Under the new rules, only emancipated over-16s will be allowed to marry.
Marriages where one or both partners are legally still children have been declining steeply since 1975. The peak year since then was 1979, when there were 2,837 unions of this type. In most of those cases, the minors were girls who married older men.
By comparison, over the last 14 years just 365 under-16s have entered into wedlock.
Carlos Martínez-Almeida, president of advocacy group Childhood Platform told news agency Europa Press that even though the number of marriages involving under-18s these days was statistically "irrelevant," the law would place "one more hurdle in the way of occasional but enormously serious practices such as forced marriage."
"It expands the protection of children in Spain, preventing abuse against minors by adults, facilitating the fight against pedophilia and forced marriages, and making national legislation more coherent with the Convention on the Rights of the Child," he added.
The change comes accompanied by an alteration to the penal code that raises the minimum age of consent in Spain from 13 to 16. The United Nations Committee on the Rights of the Child and the Council of Europe had repeatedly asked Spain to raise this age, which was the lowest in the whole of the EU.

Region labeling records

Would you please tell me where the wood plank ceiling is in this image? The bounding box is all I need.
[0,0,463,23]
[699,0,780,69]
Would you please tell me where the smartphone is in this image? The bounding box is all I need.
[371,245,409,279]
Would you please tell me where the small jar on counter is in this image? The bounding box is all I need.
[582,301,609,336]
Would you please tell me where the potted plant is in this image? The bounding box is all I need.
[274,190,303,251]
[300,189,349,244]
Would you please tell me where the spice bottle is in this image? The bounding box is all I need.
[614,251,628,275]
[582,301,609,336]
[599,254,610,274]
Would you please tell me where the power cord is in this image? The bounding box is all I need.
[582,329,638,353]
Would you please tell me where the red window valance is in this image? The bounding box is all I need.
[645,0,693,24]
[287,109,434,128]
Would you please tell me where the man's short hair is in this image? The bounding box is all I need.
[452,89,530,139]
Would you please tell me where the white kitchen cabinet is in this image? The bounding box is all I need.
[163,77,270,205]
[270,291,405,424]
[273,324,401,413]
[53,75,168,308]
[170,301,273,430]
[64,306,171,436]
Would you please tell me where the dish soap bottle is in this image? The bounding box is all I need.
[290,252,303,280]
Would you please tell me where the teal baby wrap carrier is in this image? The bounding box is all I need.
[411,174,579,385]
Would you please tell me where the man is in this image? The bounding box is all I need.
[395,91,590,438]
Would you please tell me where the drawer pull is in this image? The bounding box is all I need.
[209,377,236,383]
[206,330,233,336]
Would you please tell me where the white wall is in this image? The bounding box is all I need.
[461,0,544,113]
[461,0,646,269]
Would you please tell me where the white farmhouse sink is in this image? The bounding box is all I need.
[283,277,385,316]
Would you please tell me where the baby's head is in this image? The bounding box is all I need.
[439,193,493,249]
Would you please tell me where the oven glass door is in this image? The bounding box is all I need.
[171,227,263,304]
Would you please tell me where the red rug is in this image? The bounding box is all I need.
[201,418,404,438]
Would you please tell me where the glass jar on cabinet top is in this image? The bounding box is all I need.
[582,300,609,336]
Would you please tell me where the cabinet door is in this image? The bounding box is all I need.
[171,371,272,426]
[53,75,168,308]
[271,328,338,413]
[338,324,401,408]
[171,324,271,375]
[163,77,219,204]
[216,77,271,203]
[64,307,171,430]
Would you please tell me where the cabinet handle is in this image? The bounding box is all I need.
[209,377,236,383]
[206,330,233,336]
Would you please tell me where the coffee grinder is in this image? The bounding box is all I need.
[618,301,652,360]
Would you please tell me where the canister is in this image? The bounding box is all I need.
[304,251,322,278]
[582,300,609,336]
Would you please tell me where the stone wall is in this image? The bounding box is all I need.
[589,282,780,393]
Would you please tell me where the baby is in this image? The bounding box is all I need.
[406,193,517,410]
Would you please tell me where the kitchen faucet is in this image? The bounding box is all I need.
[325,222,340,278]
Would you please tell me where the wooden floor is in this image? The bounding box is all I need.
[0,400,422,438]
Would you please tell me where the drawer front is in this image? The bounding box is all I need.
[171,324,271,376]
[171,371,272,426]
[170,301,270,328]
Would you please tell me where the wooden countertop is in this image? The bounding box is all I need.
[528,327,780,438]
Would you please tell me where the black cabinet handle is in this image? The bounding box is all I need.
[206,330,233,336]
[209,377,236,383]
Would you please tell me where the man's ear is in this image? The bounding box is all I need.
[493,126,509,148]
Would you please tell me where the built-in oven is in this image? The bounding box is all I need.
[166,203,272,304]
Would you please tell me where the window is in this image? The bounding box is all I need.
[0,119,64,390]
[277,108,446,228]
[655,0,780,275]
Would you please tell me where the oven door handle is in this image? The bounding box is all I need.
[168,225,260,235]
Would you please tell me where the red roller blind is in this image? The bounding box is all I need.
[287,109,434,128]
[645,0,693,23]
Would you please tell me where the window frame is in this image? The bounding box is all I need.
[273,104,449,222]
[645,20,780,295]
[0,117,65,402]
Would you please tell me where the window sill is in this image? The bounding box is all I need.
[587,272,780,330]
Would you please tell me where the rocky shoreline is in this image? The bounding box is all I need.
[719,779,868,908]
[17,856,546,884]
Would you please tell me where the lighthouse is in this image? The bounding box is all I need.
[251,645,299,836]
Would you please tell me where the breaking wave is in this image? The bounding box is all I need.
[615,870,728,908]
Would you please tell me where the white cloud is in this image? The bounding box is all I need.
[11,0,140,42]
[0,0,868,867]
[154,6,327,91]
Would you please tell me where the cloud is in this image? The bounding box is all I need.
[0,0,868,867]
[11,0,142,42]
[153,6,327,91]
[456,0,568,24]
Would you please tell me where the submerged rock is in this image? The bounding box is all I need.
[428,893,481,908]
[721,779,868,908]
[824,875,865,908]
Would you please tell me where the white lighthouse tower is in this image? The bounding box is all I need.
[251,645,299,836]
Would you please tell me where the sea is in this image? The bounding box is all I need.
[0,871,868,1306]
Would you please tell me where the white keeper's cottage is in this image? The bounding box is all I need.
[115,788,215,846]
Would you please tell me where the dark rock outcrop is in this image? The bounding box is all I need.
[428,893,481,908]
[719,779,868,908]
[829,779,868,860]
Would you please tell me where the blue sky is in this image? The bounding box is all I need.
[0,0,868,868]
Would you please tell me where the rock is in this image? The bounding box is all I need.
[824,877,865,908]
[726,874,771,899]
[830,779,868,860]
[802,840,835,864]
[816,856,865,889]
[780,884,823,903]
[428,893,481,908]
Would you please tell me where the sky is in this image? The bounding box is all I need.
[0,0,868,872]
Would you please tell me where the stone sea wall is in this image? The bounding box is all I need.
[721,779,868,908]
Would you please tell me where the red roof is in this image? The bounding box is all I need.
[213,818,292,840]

Set problem —
Carry on the passage about Spain's new minimum age for marriage from its last sentence. None of the records are needed for this work.

Task result —
Sara Giménez, director of the equal rights department at the Gypsy Secretariat Foundation, supports the new threshold because "it is an age limit that brings us in line with other European countries."
Although couples from Roma communities traditionally marry younger than other groups in Spain, "it is reasonable to make it 16 because that is an age when people are able to make their own informed decisions," added Giménez.
Mariano González, manager of the Roma Union of Madrid, also welcomed the new rules.
"We're in the 21st century and it's normal for young people to marry later," he said. "In past decades, it was normal for any couple, whether Gypsy or not, to marry younger. Although our own tradition is what it is, now we are marrying later. This law is a step forward for the times we live in."